## What the task requires
Render the records below as a JSON array of strings, one string per line, covering only the span that opens with the line containing "of the person's" and closes with the line containing "pixel 149 99", both lines included and blank lines omitted.

## Provided data
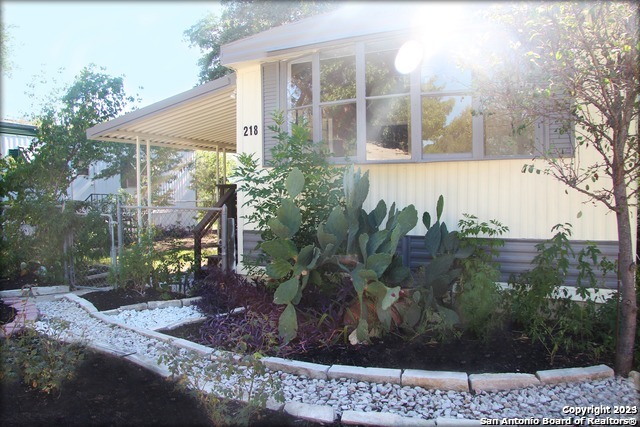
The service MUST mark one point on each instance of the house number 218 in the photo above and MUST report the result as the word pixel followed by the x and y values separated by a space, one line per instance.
pixel 250 130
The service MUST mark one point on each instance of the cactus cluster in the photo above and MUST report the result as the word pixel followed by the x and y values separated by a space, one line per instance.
pixel 352 242
pixel 442 272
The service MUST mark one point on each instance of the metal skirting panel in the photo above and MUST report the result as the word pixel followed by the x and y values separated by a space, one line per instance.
pixel 515 256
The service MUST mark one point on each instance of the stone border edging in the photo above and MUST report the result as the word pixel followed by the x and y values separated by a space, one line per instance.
pixel 410 377
pixel 26 312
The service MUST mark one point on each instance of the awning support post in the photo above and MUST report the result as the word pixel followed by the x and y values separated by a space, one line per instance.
pixel 148 186
pixel 138 186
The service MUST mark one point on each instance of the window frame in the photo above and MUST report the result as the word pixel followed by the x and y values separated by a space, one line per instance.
pixel 478 151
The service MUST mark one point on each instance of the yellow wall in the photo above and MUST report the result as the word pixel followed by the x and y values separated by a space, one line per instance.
pixel 529 204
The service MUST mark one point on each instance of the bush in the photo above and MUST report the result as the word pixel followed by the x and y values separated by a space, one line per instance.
pixel 245 379
pixel 136 265
pixel 41 362
pixel 264 188
pixel 548 314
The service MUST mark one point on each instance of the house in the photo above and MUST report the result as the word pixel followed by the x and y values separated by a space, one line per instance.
pixel 338 71
pixel 18 136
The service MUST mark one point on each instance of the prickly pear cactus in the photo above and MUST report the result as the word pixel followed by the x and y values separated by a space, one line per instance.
pixel 351 241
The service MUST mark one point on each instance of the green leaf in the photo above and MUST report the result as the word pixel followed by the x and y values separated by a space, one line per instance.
pixel 337 225
pixel 375 240
pixel 294 182
pixel 279 248
pixel 449 316
pixel 286 292
pixel 306 259
pixel 278 268
pixel 362 332
pixel 432 239
pixel 439 208
pixel 390 297
pixel 426 220
pixel 377 215
pixel 363 239
pixel 289 217
pixel 325 239
pixel 288 324
pixel 368 275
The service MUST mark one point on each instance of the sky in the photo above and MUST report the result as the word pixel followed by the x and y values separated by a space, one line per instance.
pixel 142 41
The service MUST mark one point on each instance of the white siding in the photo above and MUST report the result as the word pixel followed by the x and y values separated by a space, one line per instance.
pixel 529 204
pixel 249 113
pixel 11 142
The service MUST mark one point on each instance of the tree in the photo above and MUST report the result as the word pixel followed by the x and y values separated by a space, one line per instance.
pixel 576 63
pixel 240 19
pixel 5 63
pixel 60 149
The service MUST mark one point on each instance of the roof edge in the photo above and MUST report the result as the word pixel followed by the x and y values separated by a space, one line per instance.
pixel 198 91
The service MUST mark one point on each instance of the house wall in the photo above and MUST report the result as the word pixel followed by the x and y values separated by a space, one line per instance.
pixel 529 204
pixel 248 113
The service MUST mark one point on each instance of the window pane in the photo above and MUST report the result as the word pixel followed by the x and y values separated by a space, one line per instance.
pixel 439 73
pixel 388 129
pixel 337 75
pixel 446 124
pixel 302 116
pixel 382 78
pixel 508 136
pixel 339 129
pixel 299 89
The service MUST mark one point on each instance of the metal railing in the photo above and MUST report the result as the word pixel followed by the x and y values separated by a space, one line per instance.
pixel 172 227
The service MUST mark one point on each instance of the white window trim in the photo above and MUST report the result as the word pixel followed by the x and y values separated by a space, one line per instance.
pixel 477 153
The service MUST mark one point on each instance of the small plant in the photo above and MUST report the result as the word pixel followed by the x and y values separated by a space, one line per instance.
pixel 480 303
pixel 266 187
pixel 233 389
pixel 136 265
pixel 545 310
pixel 39 361
pixel 352 245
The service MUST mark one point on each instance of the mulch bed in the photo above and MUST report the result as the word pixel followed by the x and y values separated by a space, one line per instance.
pixel 111 391
pixel 508 351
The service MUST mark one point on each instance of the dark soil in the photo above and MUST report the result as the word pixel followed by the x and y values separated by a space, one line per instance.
pixel 508 351
pixel 7 314
pixel 108 300
pixel 108 391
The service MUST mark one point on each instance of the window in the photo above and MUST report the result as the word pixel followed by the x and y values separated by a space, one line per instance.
pixel 388 111
pixel 338 101
pixel 353 98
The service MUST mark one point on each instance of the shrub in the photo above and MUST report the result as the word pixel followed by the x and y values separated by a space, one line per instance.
pixel 480 302
pixel 39 361
pixel 244 380
pixel 548 314
pixel 264 188
pixel 136 265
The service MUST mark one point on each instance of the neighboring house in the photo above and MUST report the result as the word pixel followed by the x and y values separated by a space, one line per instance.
pixel 16 137
pixel 337 71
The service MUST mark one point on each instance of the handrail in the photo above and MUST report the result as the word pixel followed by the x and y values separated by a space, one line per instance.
pixel 225 200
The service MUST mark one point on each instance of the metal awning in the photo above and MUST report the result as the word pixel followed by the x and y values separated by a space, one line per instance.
pixel 203 118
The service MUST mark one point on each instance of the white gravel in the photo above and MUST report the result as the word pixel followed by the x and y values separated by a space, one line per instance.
pixel 540 402
pixel 158 318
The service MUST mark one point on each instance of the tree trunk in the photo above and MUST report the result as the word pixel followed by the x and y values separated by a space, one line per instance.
pixel 627 294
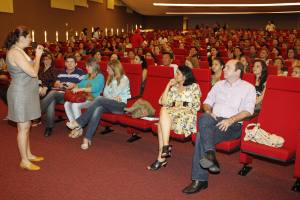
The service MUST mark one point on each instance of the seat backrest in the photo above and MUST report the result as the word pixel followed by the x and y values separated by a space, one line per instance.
pixel 272 70
pixel 60 63
pixel 203 77
pixel 81 65
pixel 134 74
pixel 178 51
pixel 157 79
pixel 280 111
pixel 103 68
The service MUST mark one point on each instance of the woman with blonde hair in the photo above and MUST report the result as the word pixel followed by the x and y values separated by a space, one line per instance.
pixel 114 100
pixel 92 84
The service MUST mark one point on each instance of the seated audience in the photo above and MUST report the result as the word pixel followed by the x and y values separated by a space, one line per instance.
pixel 260 72
pixel 217 69
pixel 114 57
pixel 212 55
pixel 97 55
pixel 167 60
pixel 282 70
pixel 114 100
pixel 47 74
pixel 180 102
pixel 296 72
pixel 292 57
pixel 228 103
pixel 245 61
pixel 92 84
pixel 65 80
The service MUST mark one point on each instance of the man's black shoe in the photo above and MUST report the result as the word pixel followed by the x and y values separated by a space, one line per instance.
pixel 195 186
pixel 48 132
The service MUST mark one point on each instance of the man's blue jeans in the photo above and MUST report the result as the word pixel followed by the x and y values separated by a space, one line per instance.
pixel 208 136
pixel 94 112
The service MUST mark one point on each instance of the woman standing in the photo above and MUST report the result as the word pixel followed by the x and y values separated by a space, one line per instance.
pixel 23 92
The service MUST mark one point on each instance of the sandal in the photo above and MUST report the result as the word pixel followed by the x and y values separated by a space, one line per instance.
pixel 156 165
pixel 85 146
pixel 72 125
pixel 76 133
pixel 166 151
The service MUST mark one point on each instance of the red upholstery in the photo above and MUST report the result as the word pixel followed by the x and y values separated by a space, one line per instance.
pixel 203 77
pixel 125 60
pixel 103 68
pixel 178 51
pixel 204 64
pixel 280 115
pixel 60 63
pixel 249 77
pixel 134 74
pixel 272 70
pixel 81 65
pixel 157 79
pixel 297 162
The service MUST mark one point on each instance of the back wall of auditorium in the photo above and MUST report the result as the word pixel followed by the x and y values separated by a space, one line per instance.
pixel 39 16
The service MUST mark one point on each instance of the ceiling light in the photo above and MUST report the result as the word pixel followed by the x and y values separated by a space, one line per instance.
pixel 227 5
pixel 227 13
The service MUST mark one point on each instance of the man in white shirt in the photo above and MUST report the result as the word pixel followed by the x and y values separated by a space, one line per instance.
pixel 167 59
pixel 227 104
pixel 270 27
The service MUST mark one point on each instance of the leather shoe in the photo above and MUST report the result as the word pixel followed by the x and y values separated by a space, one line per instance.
pixel 195 187
pixel 48 132
pixel 210 162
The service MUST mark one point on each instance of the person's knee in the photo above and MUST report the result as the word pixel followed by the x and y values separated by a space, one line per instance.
pixel 206 120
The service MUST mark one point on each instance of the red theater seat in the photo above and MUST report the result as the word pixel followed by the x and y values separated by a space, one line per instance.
pixel 157 79
pixel 280 115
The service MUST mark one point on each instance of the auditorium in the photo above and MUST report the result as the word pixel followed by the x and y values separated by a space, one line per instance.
pixel 149 99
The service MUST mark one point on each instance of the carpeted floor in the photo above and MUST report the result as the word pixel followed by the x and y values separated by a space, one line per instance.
pixel 113 169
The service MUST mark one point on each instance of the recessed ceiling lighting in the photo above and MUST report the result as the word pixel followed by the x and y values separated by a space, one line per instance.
pixel 227 13
pixel 227 5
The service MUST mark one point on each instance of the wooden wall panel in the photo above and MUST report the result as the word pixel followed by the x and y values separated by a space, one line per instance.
pixel 63 4
pixel 7 6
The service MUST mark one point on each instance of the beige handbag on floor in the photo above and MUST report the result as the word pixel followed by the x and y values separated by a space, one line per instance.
pixel 258 135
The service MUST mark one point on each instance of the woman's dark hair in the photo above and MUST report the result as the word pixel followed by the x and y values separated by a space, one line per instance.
pixel 144 63
pixel 96 51
pixel 220 61
pixel 188 74
pixel 264 74
pixel 14 36
pixel 47 54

## Exercise result
[
  "The service MUST mark one point on each instance of the person's knee in the photo above and MUST report the result as the word pixel followed by the x and y values separated by a space, one line per instance.",
  "pixel 206 120",
  "The service MUST mark one point on each instance of the red theater seat in the photo above and MUST report the result as the word pixel followed by the x and y values separated by a space, one line per instance.",
  "pixel 157 79",
  "pixel 280 115",
  "The service MUST mark one point on each instance of the auditorium in the photo above and MUST report the result as the word pixel followed by the x and y values separated by a space, one line per instance.",
  "pixel 149 99"
]